[Opening Data supplied section]

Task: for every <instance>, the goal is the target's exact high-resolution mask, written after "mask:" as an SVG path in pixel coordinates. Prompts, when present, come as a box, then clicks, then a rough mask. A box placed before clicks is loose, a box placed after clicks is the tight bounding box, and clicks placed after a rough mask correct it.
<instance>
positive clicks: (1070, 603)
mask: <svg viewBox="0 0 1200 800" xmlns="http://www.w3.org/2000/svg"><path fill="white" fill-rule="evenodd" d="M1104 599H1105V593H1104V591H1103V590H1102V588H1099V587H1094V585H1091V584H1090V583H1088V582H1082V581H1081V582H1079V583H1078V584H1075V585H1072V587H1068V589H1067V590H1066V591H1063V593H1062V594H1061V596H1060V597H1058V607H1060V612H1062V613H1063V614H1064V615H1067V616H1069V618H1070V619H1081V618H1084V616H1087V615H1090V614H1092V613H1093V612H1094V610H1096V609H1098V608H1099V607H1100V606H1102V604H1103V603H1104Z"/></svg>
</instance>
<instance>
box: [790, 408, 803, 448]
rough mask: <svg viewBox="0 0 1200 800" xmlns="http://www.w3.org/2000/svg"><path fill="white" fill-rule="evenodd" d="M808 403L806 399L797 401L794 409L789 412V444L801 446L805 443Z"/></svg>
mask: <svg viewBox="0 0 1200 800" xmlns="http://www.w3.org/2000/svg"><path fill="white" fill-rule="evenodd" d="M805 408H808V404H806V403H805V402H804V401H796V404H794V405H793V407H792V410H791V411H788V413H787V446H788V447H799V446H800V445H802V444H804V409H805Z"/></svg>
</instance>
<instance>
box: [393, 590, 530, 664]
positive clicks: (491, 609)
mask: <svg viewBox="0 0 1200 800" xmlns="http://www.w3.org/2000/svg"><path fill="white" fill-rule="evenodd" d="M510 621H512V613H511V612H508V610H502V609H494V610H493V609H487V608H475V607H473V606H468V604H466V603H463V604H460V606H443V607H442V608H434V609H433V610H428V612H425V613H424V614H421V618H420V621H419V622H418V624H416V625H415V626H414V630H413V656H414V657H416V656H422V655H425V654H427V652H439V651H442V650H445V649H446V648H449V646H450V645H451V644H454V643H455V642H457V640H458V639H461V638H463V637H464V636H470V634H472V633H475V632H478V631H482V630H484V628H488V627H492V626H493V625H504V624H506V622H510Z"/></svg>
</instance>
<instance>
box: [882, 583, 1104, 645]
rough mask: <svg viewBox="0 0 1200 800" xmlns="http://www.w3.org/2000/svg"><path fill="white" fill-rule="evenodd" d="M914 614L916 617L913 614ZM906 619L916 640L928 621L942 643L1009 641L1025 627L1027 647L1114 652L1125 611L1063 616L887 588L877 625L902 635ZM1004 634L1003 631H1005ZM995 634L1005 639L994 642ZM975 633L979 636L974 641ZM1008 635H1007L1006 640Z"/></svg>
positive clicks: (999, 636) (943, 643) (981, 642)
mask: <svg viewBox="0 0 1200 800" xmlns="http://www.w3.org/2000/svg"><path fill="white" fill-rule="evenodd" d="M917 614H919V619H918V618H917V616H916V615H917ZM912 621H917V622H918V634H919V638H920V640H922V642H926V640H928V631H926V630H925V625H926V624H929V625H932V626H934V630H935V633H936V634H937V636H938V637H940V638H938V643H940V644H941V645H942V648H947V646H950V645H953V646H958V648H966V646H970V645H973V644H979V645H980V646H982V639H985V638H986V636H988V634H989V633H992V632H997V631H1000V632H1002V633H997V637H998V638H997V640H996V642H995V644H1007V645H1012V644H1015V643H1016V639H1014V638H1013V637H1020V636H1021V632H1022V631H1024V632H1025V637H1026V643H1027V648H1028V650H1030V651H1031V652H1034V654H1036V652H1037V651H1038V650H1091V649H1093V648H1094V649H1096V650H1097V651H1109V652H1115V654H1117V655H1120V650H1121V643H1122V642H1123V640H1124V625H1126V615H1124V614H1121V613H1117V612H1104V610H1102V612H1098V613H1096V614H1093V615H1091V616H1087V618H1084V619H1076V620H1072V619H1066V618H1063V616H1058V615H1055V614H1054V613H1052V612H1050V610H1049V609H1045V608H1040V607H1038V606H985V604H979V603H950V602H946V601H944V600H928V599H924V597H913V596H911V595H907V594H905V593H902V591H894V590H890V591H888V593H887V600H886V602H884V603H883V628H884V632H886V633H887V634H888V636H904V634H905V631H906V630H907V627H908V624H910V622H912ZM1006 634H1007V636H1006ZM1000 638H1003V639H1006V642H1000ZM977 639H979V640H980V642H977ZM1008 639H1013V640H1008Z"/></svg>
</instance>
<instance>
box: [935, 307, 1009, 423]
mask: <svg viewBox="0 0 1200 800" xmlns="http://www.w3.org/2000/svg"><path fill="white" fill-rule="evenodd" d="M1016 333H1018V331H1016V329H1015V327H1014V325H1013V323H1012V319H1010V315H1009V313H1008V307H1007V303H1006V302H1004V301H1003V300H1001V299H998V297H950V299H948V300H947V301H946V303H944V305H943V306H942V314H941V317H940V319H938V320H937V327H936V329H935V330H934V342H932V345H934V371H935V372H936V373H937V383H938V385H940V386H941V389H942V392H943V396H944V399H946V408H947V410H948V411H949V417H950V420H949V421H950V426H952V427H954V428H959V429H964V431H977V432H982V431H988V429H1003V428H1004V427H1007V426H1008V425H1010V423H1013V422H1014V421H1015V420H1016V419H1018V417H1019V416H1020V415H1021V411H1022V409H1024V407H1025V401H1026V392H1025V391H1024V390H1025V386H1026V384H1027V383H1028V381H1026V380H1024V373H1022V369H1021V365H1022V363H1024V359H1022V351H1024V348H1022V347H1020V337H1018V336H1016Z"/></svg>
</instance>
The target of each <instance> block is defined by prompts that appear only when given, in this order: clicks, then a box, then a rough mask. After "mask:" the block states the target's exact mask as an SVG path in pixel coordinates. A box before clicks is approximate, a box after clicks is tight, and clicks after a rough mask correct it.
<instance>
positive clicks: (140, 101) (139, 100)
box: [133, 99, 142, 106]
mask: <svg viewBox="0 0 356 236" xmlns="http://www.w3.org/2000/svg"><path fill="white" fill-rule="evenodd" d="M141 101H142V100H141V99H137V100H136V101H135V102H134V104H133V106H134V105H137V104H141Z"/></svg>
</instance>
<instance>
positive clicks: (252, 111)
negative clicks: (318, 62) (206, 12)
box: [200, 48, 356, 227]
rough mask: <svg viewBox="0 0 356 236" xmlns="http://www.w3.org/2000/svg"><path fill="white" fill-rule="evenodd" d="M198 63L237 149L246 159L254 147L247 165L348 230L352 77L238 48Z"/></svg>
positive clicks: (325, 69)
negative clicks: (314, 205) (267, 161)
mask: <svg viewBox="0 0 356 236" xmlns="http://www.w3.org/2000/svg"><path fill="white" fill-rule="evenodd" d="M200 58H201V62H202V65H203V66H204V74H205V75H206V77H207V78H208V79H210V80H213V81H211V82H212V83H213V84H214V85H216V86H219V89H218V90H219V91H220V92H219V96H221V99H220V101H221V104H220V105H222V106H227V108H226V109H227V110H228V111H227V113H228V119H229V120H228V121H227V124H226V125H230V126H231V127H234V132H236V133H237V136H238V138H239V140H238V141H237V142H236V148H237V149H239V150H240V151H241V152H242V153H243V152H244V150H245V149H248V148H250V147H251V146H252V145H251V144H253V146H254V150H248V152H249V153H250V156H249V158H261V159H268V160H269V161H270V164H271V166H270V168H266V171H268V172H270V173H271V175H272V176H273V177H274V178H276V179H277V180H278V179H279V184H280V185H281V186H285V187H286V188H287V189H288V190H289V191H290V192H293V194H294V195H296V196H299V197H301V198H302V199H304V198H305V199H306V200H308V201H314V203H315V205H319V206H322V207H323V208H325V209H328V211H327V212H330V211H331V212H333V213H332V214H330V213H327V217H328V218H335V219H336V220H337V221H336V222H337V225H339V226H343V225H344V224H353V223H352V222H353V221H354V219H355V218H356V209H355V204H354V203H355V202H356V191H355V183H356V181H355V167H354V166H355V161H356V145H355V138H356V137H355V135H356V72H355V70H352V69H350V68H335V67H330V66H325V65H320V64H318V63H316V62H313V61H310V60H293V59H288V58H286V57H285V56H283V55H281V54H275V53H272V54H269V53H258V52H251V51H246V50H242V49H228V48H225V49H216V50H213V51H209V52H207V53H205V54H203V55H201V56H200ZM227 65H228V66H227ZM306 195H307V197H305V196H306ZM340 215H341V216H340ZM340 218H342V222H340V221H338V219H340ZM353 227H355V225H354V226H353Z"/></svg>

[Closing Data supplied section]

### What to produce
Lines containing the string "then" in the listing: say how many there are, giving only the number.

### Result
2